- **GIVEN TASK**:
Return every line of the records below unchanged, character for character.

- **RECORDS SHOWN**:
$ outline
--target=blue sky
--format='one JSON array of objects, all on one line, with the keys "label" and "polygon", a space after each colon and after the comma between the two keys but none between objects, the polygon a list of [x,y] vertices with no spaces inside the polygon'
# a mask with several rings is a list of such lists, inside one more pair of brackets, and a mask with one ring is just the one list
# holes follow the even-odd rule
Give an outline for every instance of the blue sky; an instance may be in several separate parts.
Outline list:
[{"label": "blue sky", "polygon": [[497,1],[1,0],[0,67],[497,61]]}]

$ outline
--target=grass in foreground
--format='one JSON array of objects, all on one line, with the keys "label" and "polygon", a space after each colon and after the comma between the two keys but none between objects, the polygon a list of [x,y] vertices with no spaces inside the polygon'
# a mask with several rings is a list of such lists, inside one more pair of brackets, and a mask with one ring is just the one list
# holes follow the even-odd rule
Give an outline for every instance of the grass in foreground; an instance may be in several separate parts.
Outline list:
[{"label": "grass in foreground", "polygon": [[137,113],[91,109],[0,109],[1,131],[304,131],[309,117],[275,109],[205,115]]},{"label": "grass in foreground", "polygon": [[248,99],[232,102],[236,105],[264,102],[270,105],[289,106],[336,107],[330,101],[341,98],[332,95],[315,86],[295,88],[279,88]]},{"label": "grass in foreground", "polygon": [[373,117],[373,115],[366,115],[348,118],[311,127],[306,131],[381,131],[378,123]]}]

- **WRITTEN SOLUTION**:
$ outline
--target=blue sky
--format='one JSON array of objects, all on one line, with the keys "label" and "polygon", a space after each colon and after the comma between the two keys but none between objects, the polygon a list of [x,y] vertices with no spaces inside the polygon'
# a mask with several rings is a list of such lists, inside one more pair of brackets, and a mask with one ring is just the one list
# holes follow the even-odd rule
Give an outline for every instance of the blue sky; an instance may be in several separate parts.
Outline list:
[{"label": "blue sky", "polygon": [[497,1],[1,0],[0,67],[497,61]]}]

$ outline
--target=grass in foreground
--format='one JSON array of objects, all on one line, with the keys "label" and "polygon", a space after each colon and after the comma between the two keys but none between objects, the polygon a list of [x,y] vertices with no spaces inside the polygon'
# a mask with several rings is a list of such lists, inside one more pair of brackets, and a mask with one ring is just the one list
# holes follow the even-odd rule
Give an outline for every instance of the grass in foreground; an instance may be in several separate parts.
Outline list:
[{"label": "grass in foreground", "polygon": [[137,113],[91,109],[0,109],[1,131],[304,131],[309,117],[275,109],[205,115]]},{"label": "grass in foreground", "polygon": [[248,99],[232,102],[236,105],[264,102],[270,105],[289,106],[336,107],[330,101],[341,98],[332,95],[315,86],[295,88],[279,88]]},{"label": "grass in foreground", "polygon": [[373,117],[373,115],[366,115],[348,118],[311,127],[306,131],[381,131],[378,123]]}]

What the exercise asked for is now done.